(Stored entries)
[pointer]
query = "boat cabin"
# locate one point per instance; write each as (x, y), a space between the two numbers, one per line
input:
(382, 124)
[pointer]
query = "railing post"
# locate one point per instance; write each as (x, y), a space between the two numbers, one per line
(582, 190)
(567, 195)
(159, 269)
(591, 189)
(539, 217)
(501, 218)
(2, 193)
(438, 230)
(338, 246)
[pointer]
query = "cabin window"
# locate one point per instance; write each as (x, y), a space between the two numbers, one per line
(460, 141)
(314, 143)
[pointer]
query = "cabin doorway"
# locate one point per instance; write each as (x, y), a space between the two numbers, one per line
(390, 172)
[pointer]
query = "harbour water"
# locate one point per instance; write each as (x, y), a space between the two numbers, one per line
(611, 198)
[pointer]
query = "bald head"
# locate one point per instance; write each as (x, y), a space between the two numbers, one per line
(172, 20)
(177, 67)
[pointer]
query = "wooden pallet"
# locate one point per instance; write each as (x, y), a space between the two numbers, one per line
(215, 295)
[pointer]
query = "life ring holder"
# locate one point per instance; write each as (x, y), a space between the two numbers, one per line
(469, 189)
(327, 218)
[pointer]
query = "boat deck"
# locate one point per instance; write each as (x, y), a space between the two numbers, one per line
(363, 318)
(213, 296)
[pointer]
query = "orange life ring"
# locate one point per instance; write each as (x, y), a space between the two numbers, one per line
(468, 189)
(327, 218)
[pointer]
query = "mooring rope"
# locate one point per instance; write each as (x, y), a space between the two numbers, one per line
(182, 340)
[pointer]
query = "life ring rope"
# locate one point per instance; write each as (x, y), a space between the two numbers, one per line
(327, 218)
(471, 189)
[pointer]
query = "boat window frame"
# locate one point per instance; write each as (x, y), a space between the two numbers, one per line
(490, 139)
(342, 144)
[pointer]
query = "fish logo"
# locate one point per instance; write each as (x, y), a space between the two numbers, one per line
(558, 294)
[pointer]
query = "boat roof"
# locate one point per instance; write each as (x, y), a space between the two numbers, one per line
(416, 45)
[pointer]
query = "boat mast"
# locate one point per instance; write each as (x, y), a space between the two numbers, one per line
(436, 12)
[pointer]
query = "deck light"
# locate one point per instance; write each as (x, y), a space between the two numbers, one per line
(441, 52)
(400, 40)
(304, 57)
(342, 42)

### WRITTEN REQUEST
All records above must be set down exactly, please.

### SOLUTION FOR THIS EXERCISE
[pointer]
query = "boat cabin"
# locate one point per instance; write each as (x, y), a space between the two numbers, one per line
input:
(382, 124)
[pointer]
query = "railing post"
# locate one point per instance; write each as (x, y), a space between the two numbers, one per line
(582, 190)
(567, 195)
(159, 269)
(591, 189)
(539, 217)
(501, 218)
(2, 193)
(438, 230)
(338, 246)
[pointer]
query = "cabin window"
# locate one point per instance; write each as (x, y), a space between the two numbers, one per line
(460, 141)
(314, 143)
[pointer]
query = "cabin doorway"
# locate one point per instance; write each as (x, y), a space between the two numbers, one per line
(390, 172)
[pointer]
query = "harbour water"
# locate one point per instance; write each as (x, y), a space between the two numbers, one per line
(611, 198)
[pointer]
query = "bald head"
# locate one point per instance; write each as (x, y), a space between the two numbers, one per line
(172, 20)
(177, 67)
[pointer]
query = "wooden pallet"
# locate one point per instance; write each as (x, y), a space between the two numbers, one per line
(215, 295)
[pointer]
query = "life ring holder"
# locate one point per instance; write each as (x, y), a space between the two numbers, one per line
(469, 189)
(327, 218)
[pointer]
query = "boat deck"
# locate one point per instance; write each as (x, y), a space between the two numbers, one per line
(363, 318)
(213, 296)
[pointer]
query = "orange life ring"
# locate one point per instance; write each as (x, y), a space between the two numbers, one per line
(468, 189)
(327, 218)
[pointer]
query = "mooring rope"
# locate one point per instance; write each as (x, y), a space between the two numbers, one per line
(182, 340)
[pointer]
query = "life ring rope"
# locate one point per instance; write each as (x, y), a space between the two numbers, one per line
(327, 218)
(471, 189)
[pointer]
query = "boat window frame"
# locate one point per instance; write each as (x, y), a space between the two numbers, one per line
(490, 139)
(342, 144)
[pointer]
query = "fish logo"
# locate one point per instance; write each as (x, y), a space between the two numbers, one per line
(558, 294)
[pointer]
query = "boat roof"
# locate one point per instance; write each as (x, y), a space between the two numbers, one per line
(416, 45)
[pointer]
query = "boat mast"
# locate one point per instance; write each as (x, y), a space between the two numbers, one per line
(436, 12)
[pointer]
query = "deck light"
# locate one point per instance; write each as (x, y), a space between the two numbers, one per line
(441, 52)
(400, 40)
(304, 57)
(342, 42)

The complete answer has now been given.